**Dataset records**
^^^^^^^^^^^^^^^^
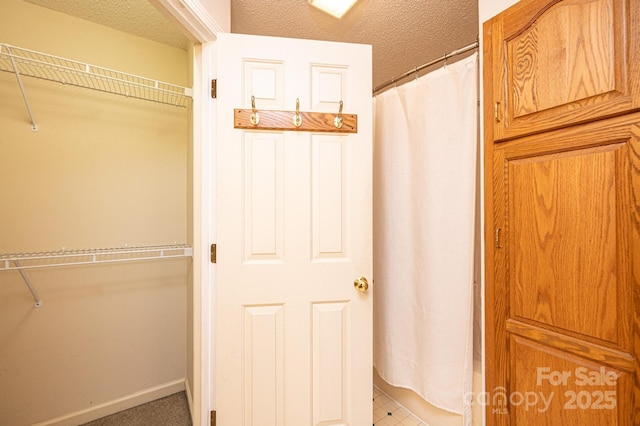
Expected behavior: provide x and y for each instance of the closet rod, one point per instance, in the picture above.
(416, 70)
(88, 256)
(67, 71)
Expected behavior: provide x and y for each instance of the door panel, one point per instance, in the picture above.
(294, 230)
(574, 265)
(560, 62)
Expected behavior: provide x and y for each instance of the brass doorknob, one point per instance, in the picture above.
(361, 284)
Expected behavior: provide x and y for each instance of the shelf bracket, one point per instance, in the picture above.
(34, 126)
(28, 282)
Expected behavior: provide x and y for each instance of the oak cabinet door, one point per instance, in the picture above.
(553, 63)
(563, 281)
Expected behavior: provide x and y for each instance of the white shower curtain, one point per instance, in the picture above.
(425, 140)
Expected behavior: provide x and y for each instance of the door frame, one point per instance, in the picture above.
(203, 28)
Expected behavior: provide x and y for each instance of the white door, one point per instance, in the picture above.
(294, 336)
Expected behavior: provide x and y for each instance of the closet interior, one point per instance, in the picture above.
(95, 241)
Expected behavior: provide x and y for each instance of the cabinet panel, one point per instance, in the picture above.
(563, 269)
(554, 63)
(554, 388)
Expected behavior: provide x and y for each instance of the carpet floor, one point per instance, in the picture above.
(172, 410)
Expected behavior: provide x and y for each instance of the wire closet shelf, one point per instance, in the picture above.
(47, 259)
(66, 71)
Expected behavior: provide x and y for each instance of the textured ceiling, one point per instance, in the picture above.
(404, 34)
(137, 17)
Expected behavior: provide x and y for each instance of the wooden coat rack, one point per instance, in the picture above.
(252, 119)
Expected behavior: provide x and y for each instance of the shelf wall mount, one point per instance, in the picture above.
(25, 62)
(49, 259)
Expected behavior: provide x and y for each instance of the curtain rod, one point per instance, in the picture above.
(416, 70)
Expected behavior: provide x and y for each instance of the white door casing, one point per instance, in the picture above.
(294, 229)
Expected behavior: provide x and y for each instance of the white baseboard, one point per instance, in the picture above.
(116, 405)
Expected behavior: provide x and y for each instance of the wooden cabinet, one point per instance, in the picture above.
(561, 62)
(562, 214)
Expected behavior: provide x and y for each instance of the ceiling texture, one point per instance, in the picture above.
(404, 33)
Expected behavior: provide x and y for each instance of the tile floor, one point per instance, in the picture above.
(387, 412)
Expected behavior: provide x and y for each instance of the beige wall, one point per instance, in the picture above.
(102, 171)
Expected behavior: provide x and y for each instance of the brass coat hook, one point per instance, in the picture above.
(339, 121)
(255, 117)
(297, 118)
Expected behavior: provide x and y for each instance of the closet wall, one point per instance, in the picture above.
(102, 171)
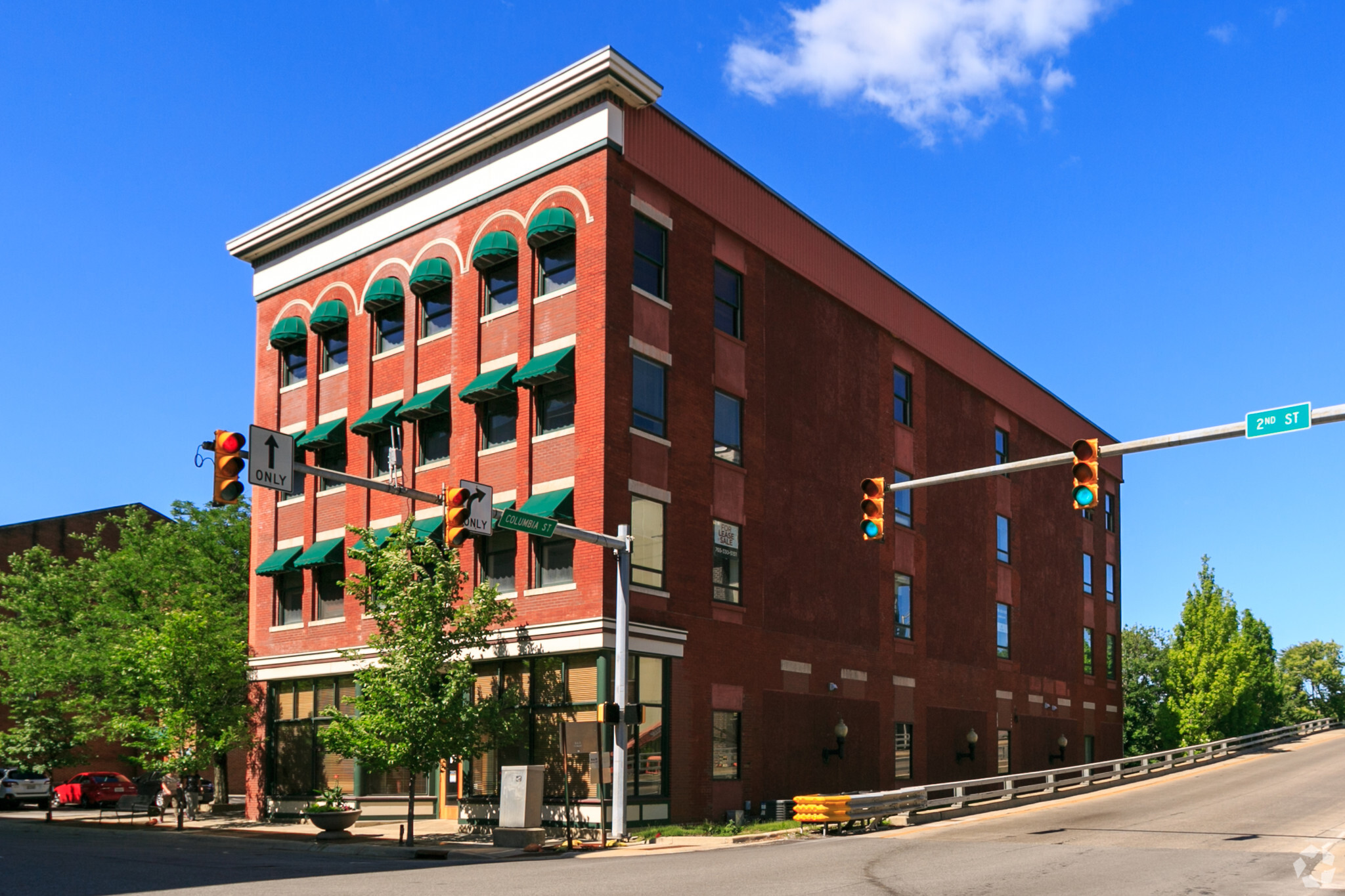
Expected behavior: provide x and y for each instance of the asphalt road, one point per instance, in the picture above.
(1232, 828)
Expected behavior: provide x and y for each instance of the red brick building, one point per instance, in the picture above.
(577, 300)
^^^^^^^^^^^^^^^^
**Exercise objective**
The answer must be an exact transcription of the lines from the one containing "of the textured" through the last line of the records above, both included, with no pictures.

**Output for this task**
Expected behavior: provide x and y for each instance of the textured ceiling, one point per instance, in the picture above.
(404, 34)
(137, 17)
Expected behavior: provide x and y for each instance of the wooden coat rack, one point per instance, in the picture above.
(252, 119)
Expected behavior: provide x and y for each instance of the shelf wall mount, one point per instance, in the picture above.
(25, 62)
(49, 259)
Expected behavior: provide x and y for each instance of the curtain rod, one point per instance, in the picture above.
(416, 70)
Expected behavior: provide x and y for each instance of the white door casing, one point per instance, in the picture above.
(294, 229)
Expected behavior: provide x and y for each instance of the white baseboard, one point per instance, in the picture above.
(116, 405)
Expected behavior: provide x and y for each instance of the wooden cabinet, one point per instance, in the picture above.
(561, 62)
(562, 214)
Expected behavior: provide x and y for each instance of the ceiling texture, one point per instance, in the picture above.
(404, 33)
Expected behavior: provide x and y for each instance of the tile floor, one point per instance, in the picture above.
(387, 412)
Expected behavior: provide x and y for each instance of the beige wall, one point per instance, in the picture above.
(102, 171)
Expected behavior: provide x and y for each instance of the brass coat hook, one point per instance, in the picture above.
(339, 121)
(255, 117)
(297, 118)
Expected behavior: provide x and y for each instance of the closet wall, one point per instance, in the picture above.
(102, 171)
Expected behavior: provide x and y for each instance of the asphalt road, one point per instance, in the picture above.
(1232, 828)
Expected behavior: provide x and y for each instance of the red brick building, one point per instance, in the picture above.
(577, 300)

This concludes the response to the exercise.